Object point labels:

# # # # # # #

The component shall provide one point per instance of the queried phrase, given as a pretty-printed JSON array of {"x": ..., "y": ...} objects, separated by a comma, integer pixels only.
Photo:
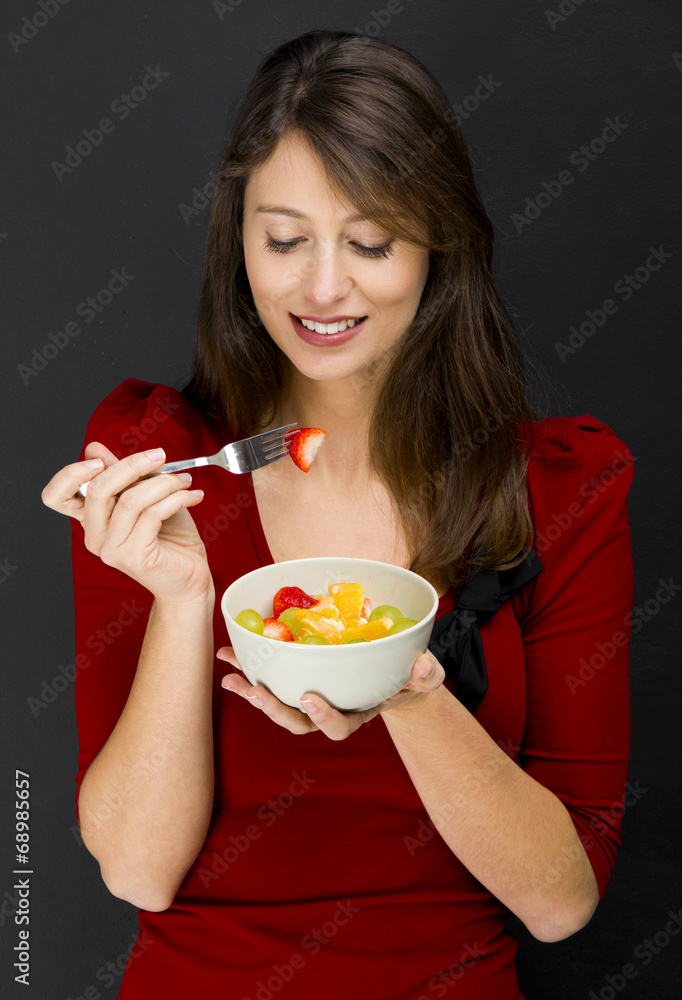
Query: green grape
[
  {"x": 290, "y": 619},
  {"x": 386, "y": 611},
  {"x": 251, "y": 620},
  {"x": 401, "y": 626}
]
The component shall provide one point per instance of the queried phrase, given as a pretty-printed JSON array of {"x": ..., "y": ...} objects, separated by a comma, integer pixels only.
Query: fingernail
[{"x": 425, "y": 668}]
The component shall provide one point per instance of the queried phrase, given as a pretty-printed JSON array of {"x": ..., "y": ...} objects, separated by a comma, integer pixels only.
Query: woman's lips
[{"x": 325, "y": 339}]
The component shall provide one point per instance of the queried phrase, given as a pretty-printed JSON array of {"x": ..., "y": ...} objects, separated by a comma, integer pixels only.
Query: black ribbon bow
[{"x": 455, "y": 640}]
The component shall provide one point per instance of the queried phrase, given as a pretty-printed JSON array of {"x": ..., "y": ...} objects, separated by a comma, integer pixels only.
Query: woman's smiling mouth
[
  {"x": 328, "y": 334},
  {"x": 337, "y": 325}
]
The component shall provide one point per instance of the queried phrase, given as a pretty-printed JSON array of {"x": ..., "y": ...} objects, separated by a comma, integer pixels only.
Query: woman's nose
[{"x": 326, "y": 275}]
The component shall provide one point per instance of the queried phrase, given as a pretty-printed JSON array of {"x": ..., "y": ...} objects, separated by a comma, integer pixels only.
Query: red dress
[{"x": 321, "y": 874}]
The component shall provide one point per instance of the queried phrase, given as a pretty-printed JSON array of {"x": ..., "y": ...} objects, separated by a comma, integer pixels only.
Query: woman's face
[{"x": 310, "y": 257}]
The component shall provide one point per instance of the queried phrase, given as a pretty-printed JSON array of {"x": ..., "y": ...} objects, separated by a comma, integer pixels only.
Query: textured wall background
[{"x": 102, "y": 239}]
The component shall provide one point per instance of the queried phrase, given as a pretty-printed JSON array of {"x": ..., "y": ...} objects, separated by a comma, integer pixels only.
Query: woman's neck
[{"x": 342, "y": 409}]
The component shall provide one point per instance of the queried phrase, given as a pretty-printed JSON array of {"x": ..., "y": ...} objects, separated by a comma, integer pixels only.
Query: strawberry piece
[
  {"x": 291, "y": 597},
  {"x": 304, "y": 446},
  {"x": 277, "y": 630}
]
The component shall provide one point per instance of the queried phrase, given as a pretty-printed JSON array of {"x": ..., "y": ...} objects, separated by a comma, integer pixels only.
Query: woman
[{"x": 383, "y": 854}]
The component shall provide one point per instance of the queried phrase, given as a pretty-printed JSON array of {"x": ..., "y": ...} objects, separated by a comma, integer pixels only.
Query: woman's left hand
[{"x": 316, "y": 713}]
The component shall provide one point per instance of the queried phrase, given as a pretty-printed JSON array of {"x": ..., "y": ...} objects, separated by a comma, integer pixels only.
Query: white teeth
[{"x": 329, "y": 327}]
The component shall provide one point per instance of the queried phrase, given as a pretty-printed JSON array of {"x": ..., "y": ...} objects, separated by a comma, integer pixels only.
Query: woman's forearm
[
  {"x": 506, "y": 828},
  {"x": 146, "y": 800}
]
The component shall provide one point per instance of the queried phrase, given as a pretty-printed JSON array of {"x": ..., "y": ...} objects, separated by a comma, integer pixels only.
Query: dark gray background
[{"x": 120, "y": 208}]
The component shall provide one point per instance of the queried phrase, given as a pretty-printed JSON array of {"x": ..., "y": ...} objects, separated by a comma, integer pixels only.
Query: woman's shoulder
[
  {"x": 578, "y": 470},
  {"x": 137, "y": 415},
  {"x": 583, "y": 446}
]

# # # # # # #

Ignore the images and quote every line of the listing exactly.

The component shall provide one point per instance of the queried phrase, given as a pretty-printed JSON array of {"x": ..., "y": ...} objects, separated by a comma, integer pixels only.
Photo:
Query: green grape
[
  {"x": 290, "y": 619},
  {"x": 386, "y": 611},
  {"x": 251, "y": 620},
  {"x": 401, "y": 626}
]
The component shall provide one point per instance of the queried phrase, given as a pretty-printed JSON array of {"x": ..., "y": ...} objects, separated by a comma, integer pixels only.
Query: fingernail
[{"x": 425, "y": 668}]
The component shall provide one point per instance of the queried phrase, given as a pretty-printed JSON array of {"x": ..., "y": ...} objects, separated by a comma, integer pixels only.
Query: woman's lips
[{"x": 325, "y": 339}]
The component shall provide one point per instance of the queried phrase, given as a pretty-printed JSON array of {"x": ..., "y": ...} objects, separated by a comma, integer pixels only.
Query: black ribbon bow
[{"x": 455, "y": 640}]
The component shall provide one point per instance of the queried phrase, given as a pretty-printed JSON array of {"x": ..., "y": ...} objects, separated by a comma, integer pixels only.
Query: woman's smiling mouth
[
  {"x": 328, "y": 334},
  {"x": 337, "y": 325}
]
The component shall provide one point per instance of the queried phrase, given as a pretty-printed JSON array of {"x": ..., "y": ...} objects, separated by a comma, integer pixels only.
Query: woman's nose
[{"x": 326, "y": 275}]
The component shall provide one point per instance of the queried phrase, given as a pretty-printed JSON array of {"x": ..., "y": ...} objects, separated by a comma, integer pixels only.
Query: red dress
[{"x": 321, "y": 874}]
The component shall provide one point per instance of the queried phrase, given as a pretty-printed JSON array of {"x": ..., "y": ...} objects, separated by a comma, integer pixels only.
Query: woman's face
[{"x": 310, "y": 257}]
The component shall provide one point per instance of the queried phrase, given as a pretty-printed JSON array of {"x": ..., "y": ...} objects, separated by a comma, integer pixels only.
Query: textured wall background
[{"x": 102, "y": 239}]
The component shall provide one point per instance of the queried phrase, given as a pretty-printed JSON array of {"x": ..., "y": ...} objects, separated by a comma, integer pixels only.
Query: woman's neck
[{"x": 342, "y": 409}]
The component shall provide one point per instance of the queried phrase, given as a pretty-printed JSON array of {"x": ..., "y": ...} objects, separated by a comma, integer pixels only.
Query: strawberry piece
[
  {"x": 291, "y": 597},
  {"x": 304, "y": 446},
  {"x": 277, "y": 630}
]
The component shall provide one point per instance of the queried phrase, given as a pretty-printed JSON array of {"x": ..., "y": ...} objects, separated by a comma, integer pixels only.
Query: woman
[{"x": 383, "y": 854}]
The component shall provide one point per instance of the queried phrase, given as a pretty-printed JSON array of {"x": ..., "y": ...} objects, separated by a comma, integer pixels only.
Query: woman's left hand
[{"x": 316, "y": 713}]
The component shall provide one point per instance of the queried phrase, given as a pretty-printed JSON array of {"x": ..., "y": ...} objects, separated by a comma, integer pixels only.
Query: white teeth
[{"x": 329, "y": 327}]
The component shall provide one point per instance of the queried phrase, given as a pretty-printed JSON array of {"x": ..., "y": ...} objects, separated by a comma, integer pixels only.
Query: woman's forearm
[
  {"x": 506, "y": 828},
  {"x": 146, "y": 800}
]
The component shall provide one point per instance of the queried phrase, given as a pretty-printed JSON array of {"x": ..., "y": ...} objects, separated by a comma, integer pixels only.
Query: dark gray background
[{"x": 120, "y": 208}]
The component shall provide one point per instance of the queried phrase, given as a pretty-printed JSON array of {"x": ..., "y": ...} objects, separated by a comma, integer pixels only.
Query: woman's shoulder
[
  {"x": 578, "y": 470},
  {"x": 137, "y": 415},
  {"x": 583, "y": 446}
]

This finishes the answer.